__Instructions for the task__: Quote the listing below in its entirety.

==== Working data ====

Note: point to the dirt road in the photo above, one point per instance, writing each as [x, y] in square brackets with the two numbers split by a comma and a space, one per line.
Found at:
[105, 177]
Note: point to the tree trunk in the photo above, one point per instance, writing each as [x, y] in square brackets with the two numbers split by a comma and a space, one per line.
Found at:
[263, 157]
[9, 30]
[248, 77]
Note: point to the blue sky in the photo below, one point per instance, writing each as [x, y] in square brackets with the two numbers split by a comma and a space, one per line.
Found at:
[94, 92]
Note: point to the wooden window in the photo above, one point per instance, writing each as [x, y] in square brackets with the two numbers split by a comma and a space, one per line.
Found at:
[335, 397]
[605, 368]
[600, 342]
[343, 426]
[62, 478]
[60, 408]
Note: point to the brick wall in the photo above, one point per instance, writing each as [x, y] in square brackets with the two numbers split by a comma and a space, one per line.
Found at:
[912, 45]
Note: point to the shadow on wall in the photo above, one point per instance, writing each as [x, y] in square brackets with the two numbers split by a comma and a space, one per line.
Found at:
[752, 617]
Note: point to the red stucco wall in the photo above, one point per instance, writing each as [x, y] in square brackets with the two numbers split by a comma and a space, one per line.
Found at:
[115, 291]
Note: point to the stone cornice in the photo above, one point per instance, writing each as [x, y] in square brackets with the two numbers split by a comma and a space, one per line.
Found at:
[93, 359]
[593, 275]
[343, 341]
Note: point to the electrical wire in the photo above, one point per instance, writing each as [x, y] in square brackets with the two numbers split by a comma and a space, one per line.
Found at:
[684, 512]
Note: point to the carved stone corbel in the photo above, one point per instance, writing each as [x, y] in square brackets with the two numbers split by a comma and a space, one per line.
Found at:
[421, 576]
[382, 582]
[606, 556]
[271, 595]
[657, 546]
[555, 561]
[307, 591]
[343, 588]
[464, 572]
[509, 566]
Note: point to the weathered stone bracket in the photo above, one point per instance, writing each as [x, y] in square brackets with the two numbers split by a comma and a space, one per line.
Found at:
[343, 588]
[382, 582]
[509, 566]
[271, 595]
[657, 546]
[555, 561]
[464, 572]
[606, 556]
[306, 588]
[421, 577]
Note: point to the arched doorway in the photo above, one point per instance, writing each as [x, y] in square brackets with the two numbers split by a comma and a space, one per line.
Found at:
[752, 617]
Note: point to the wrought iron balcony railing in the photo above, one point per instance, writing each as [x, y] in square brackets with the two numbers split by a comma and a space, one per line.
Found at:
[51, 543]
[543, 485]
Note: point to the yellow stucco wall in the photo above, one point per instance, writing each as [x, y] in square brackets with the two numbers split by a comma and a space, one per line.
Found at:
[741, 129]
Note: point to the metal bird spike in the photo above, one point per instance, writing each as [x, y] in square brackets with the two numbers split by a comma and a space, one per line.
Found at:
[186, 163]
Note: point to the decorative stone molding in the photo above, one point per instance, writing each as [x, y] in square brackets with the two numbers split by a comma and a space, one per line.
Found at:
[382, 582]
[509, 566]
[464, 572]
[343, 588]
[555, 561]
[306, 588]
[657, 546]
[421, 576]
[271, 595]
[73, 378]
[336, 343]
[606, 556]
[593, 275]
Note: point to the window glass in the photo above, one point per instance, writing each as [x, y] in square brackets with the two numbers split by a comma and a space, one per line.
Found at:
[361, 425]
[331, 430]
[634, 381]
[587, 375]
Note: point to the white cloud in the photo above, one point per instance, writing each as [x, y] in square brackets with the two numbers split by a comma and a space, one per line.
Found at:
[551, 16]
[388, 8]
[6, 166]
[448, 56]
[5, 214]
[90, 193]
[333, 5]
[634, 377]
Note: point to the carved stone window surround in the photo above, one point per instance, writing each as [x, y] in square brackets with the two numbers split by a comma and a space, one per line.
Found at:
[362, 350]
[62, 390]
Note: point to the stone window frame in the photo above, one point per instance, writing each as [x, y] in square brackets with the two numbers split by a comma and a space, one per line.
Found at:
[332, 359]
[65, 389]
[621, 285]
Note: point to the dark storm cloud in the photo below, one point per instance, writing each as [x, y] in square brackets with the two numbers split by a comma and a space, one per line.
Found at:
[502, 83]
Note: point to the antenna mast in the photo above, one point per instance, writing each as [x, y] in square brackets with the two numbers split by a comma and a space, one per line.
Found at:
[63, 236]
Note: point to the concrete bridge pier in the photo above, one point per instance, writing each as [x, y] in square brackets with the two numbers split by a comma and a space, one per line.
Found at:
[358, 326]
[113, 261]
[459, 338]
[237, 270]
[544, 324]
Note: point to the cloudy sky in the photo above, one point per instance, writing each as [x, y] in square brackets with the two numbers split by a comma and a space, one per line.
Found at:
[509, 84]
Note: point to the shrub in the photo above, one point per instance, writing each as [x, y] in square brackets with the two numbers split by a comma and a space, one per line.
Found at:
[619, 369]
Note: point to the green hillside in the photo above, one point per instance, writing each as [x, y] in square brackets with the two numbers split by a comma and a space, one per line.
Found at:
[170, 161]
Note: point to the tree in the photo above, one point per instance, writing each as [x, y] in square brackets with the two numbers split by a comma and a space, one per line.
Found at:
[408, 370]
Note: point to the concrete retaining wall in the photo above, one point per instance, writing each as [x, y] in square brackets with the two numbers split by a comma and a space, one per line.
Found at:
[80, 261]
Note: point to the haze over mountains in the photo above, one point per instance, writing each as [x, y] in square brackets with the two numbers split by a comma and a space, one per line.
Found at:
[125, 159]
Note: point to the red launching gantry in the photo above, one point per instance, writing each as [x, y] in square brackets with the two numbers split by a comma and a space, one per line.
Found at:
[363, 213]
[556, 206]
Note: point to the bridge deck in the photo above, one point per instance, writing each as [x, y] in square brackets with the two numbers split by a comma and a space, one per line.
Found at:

====

__Exercise output__:
Note: point to the dirt road in the photo above, one point per instance, writing each as [x, y] in square brackets with the two numbers split by a comma and a space, one per line.
Found at:
[105, 177]
Note: point to the tree trunk in the photo above, one point per instance, writing each as [x, y] in square brackets with the two numbers split by a comma and a space, one per line.
Found at:
[263, 157]
[9, 30]
[248, 77]
Note: point to the blue sky in the photo below, one point per instance, writing each as [x, y] in square brackets with the two numbers split by a comma and a space, one per line.
Found at:
[94, 92]
Note: point to the wooden window in the photo above, one point per instance, writing each as [x, y] in square brackets with the two numbers split by a comma and a space, one per line.
Found at:
[335, 397]
[605, 368]
[600, 342]
[343, 426]
[62, 478]
[60, 408]
Note: point to the brick wall in the photo above, one point per instance, writing each as [x, y] in square brackets with the two numbers split by a comma and a space, one per line.
Found at:
[912, 45]
Note: point to the shadow on wall in the photo above, one point per instance, writing each as [x, y] in square brackets with the two numbers split by a comma and a space, one per line.
Found at:
[752, 617]
Note: point to the red stucco wall in the photo above, one point per instance, writing each as [x, y] in square brackets with the two numbers split by a comma and a space, one per line.
Found at:
[115, 291]
Note: point to the stone cornice in the photo above, one point per instance, writing each as [x, y] in square brackets with the two numbers split by a comma and a space, one per line.
Found at:
[93, 359]
[593, 275]
[343, 341]
Note: point to the electrical wire in the photo above, one point per instance, writing each as [x, y] in square brackets with the two numbers split by a comma and a space, one per line.
Found at:
[684, 512]
Note: point to the carved stone corbel in the photo above, one point per instance, writing each as [x, y] in square brackets with the two numbers split by a comma and a space, one per line.
Found at:
[421, 576]
[382, 582]
[606, 556]
[271, 595]
[657, 546]
[555, 561]
[307, 591]
[343, 588]
[464, 572]
[509, 566]
Note: point to the weathered stone bracket in the photo above, one point per instance, writing each as [x, y] in square brackets with the two numbers split by a comma and a space, one per line.
Found at:
[343, 588]
[382, 582]
[509, 566]
[271, 595]
[657, 546]
[555, 561]
[464, 572]
[606, 556]
[306, 588]
[421, 577]
Note: point to the arched doorway in the photo above, one point per instance, writing each as [x, y] in square brackets with the two numbers split by a comma and a space, one per line.
Found at:
[752, 617]
Note: point to the wrought iron balcony railing in the photo above, one point per instance, writing each as [x, y] in square brackets with the two numbers split by a comma and a space, one per line.
Found at:
[51, 543]
[543, 485]
Note: point to the yellow stucco wall in the photo above, one point per instance, writing each as [x, y] in square brackets with the two numbers split by a comma and a space, one per line.
Found at:
[741, 129]
Note: point to the metal bird spike in the photo above, one point per instance, writing each as [x, y] in square brackets with the two numbers split by a comma and a space, one per line.
Found at:
[186, 163]
Note: point to the decorative stone molding in the photo above, one point per instance, writing each as [x, y] in square brackets with the two numbers split by a comma and a space, one per line.
Found at:
[382, 582]
[509, 566]
[464, 572]
[343, 588]
[555, 561]
[306, 588]
[657, 546]
[421, 576]
[271, 595]
[73, 378]
[336, 343]
[606, 556]
[593, 275]
Note: point to the window glass in the photo above, one point per instance, writing each as [x, y] in square brackets with the two numbers split by a comma and a space, one per line.
Found at:
[361, 425]
[331, 430]
[634, 381]
[587, 375]
Note: point to the white cloud in the photo above, one point per instance, writing each as [x, y] in square brackets with the two numbers split by a comma and a space, one per line.
Found at:
[551, 16]
[388, 8]
[6, 166]
[448, 56]
[5, 214]
[90, 193]
[333, 5]
[634, 377]
Note: point to the carved stone window surround in the photo above, one point per instance, writing each as [x, y] in square brackets with the two numbers split by a comma and a space, one per line.
Found at:
[362, 350]
[62, 390]
Note: point to the stone window frame in the photo above, one point per instance, writing each as [x, y] in square brackets with the two numbers split by a comma and a space, one per line.
Found at:
[332, 359]
[65, 389]
[621, 285]
Note: point to the dark storm cloud in the photo below, one point per instance, writing each as [x, y] in square brackets with the two numbers split by a comma and a space, one per line.
Found at:
[502, 83]
Note: point to the antenna mast in the photo above, one point per instance, writing each as [x, y] in square brackets with the two numbers split by a comma and a space, one per line.
Found at:
[63, 236]
Note: point to the concrete bridge pier in the photo above, one point per instance, writing each as [x, y] in square brackets with the two numbers split by a comma and a space, one per line.
Found at:
[358, 326]
[113, 261]
[459, 338]
[237, 270]
[544, 324]
Note: point to the cloudy sky in the photo above, one point per instance, writing each as [x, y] in square brackets with the two numbers split by a comma and a space, one per line.
Found at:
[509, 84]
Note: point to the shrub in the photo above, one point per instance, writing each as [x, y] in square brackets with the two numbers split by a comma and a space, one per line.
Found at:
[619, 369]
Note: point to the green hillside in the photo above, one point per instance, writing each as [x, y] in square brackets with the two numbers split by a comma and a space, one per line.
Found at:
[170, 161]
Note: point to the tree in the photo above, one point per instance, writing each as [x, y] in square brackets with the two numbers split by a comma and a space, one per line.
Found at:
[408, 370]
Note: point to the concrete retaining wall in the photo above, one point per instance, writing each as [x, y] in square brackets with the two numbers split by a comma and a space, one per line.
Found at:
[80, 261]
Note: point to the haze over mountains in the photo above, one point per instance, writing each as [x, y] in square brackets with the two numbers split by a comma and a space, one per line.
Found at:
[125, 159]
Note: point to the red launching gantry in the photo above, one point per instance, writing each as [x, y] in square brackets with the two numbers split by a comma and a space, one per line.
Found at:
[363, 213]
[556, 206]
Note: point to the bridge deck in the photo above, one point per instance, writing each as [x, y] in square brackets with the two numbers split by a comma and a space, one per line.
Found at:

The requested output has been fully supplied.